Extracted data entries:

# # # # #

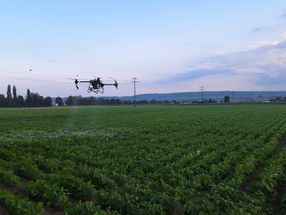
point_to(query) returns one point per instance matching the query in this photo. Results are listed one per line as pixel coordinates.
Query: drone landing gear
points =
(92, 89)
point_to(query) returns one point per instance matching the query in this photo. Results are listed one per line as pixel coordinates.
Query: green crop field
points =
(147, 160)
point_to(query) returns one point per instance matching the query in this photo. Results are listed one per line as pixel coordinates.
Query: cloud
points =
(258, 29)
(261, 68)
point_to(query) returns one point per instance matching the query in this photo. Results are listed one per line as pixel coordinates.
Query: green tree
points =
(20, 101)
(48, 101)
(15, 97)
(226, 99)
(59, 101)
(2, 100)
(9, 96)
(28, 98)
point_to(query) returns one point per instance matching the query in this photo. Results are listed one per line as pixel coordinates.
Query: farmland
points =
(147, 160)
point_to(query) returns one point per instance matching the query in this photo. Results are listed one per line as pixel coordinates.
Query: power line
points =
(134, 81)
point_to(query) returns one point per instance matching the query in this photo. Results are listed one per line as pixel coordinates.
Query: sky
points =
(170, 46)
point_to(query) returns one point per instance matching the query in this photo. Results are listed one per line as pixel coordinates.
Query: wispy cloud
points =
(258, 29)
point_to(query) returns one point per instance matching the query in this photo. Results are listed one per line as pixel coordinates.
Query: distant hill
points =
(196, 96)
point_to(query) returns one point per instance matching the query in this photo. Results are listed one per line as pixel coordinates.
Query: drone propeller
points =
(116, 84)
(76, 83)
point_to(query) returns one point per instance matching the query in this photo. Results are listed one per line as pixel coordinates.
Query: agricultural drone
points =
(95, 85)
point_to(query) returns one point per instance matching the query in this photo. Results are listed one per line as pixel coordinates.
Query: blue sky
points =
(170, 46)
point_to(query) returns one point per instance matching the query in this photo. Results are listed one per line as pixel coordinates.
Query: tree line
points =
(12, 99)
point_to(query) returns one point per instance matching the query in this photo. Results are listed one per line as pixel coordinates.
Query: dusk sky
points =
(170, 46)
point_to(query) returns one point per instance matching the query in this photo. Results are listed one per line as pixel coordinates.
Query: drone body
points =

# # # # #

#### AIM OF THE EXERCISE:
Return each line above that contains the string "green". Case counts.

#### TASK SOLUTION:
Query: green crop field
Query: green tree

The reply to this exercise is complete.